■ Data entries:
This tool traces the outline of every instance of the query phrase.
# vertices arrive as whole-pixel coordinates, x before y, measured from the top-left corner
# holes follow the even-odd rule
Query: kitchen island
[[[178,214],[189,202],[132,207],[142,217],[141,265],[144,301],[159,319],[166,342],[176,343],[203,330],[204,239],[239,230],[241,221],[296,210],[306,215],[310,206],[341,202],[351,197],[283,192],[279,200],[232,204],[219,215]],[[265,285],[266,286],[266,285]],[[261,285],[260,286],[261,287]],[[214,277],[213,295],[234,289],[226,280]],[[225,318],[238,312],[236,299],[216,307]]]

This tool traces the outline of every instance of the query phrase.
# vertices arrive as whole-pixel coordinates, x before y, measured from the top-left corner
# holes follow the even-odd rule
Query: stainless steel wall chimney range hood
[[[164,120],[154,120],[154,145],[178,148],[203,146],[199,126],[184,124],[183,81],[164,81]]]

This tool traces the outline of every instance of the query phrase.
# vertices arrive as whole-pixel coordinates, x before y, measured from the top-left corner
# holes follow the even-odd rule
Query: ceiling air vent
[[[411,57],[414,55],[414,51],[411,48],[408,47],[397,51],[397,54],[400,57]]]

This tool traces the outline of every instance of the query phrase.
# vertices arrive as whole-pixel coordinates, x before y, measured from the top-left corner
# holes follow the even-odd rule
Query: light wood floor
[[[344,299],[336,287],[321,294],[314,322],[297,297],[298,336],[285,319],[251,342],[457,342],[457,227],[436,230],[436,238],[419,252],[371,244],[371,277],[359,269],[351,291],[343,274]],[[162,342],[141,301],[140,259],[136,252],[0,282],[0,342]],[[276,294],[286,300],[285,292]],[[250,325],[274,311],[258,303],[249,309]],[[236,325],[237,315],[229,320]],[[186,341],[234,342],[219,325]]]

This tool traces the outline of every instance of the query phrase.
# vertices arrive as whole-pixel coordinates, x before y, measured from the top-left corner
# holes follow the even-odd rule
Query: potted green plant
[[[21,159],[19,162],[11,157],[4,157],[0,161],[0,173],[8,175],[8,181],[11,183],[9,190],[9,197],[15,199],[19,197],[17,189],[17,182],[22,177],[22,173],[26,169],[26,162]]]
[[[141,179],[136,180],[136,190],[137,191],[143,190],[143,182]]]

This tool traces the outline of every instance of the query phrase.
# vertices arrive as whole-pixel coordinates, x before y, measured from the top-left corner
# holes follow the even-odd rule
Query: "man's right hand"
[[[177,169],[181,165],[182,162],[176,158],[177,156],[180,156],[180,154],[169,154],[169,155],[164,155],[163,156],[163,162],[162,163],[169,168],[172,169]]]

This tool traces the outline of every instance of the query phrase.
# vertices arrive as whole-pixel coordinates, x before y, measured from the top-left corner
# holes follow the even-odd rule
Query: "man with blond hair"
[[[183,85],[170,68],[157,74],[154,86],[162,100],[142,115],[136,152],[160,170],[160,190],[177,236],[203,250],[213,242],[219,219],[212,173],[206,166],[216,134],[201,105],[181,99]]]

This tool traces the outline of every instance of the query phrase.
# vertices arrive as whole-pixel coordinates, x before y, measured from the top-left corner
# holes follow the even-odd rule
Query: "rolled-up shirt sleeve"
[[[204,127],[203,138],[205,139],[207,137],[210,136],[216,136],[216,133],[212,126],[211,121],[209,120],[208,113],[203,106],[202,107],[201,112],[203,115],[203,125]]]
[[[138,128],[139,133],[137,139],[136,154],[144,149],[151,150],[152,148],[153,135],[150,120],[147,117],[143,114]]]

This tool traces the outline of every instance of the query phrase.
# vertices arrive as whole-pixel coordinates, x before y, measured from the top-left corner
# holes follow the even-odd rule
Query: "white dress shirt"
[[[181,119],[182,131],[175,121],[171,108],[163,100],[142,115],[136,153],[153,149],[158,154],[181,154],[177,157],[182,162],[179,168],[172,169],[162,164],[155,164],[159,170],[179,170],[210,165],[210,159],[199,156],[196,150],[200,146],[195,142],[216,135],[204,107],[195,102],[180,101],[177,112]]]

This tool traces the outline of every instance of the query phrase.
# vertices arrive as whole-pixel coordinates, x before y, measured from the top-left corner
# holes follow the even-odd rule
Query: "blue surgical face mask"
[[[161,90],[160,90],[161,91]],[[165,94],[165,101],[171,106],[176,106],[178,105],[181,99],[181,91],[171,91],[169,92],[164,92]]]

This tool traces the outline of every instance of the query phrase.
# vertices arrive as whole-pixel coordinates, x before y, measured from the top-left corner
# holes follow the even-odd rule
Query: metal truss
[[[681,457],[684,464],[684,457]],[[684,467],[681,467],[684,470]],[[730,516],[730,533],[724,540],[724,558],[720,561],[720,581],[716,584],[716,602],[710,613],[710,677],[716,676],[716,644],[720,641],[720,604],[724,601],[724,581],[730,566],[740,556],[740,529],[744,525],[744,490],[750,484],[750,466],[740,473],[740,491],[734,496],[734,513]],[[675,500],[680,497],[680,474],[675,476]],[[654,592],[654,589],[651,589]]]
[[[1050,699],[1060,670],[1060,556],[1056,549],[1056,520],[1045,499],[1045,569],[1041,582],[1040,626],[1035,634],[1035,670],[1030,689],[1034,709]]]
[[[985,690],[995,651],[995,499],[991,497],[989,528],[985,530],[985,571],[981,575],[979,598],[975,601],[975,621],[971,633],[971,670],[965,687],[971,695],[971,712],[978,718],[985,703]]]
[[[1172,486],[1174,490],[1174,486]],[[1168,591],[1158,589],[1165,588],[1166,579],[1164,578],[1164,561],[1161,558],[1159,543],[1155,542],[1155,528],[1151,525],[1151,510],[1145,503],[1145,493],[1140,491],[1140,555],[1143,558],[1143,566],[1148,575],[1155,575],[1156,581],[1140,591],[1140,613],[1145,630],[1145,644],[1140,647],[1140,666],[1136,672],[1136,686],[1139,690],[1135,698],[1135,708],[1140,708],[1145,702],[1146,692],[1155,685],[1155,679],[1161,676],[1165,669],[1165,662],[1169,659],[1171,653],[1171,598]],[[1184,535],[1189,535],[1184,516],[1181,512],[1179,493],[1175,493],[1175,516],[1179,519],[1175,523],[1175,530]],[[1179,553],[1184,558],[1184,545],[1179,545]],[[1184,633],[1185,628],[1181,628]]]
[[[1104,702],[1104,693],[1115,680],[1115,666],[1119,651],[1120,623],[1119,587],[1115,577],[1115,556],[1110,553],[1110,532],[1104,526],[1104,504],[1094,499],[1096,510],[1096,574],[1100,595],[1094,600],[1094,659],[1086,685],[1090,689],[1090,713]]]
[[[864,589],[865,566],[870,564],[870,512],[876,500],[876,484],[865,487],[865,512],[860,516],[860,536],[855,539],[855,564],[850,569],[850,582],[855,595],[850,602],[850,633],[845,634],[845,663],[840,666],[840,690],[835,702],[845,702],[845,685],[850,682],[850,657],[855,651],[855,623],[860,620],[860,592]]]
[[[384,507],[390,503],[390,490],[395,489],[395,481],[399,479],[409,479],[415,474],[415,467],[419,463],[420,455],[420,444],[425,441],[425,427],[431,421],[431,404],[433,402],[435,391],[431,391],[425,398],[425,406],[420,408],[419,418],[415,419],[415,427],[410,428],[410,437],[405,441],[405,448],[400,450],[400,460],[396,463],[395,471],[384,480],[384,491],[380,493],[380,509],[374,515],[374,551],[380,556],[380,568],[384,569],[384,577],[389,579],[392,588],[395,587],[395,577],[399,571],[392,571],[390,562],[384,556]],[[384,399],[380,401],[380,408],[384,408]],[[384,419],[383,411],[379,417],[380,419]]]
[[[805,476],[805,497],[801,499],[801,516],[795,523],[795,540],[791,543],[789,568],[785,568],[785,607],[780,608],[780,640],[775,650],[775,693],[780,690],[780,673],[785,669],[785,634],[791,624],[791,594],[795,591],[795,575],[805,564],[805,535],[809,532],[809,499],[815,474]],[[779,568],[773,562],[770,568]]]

■ What to do:
Reproduce verbatim everything from the start of the data down to the line containing "Query: kitchen island", including both ends.

■ Response for this exercise:
This tool traces the outline of every instance of the query phrase.
# vertices arrive as whole-pixel coordinates, x before y, measured from the top-left corner
# holes follow the even-odd rule
Query: kitchen island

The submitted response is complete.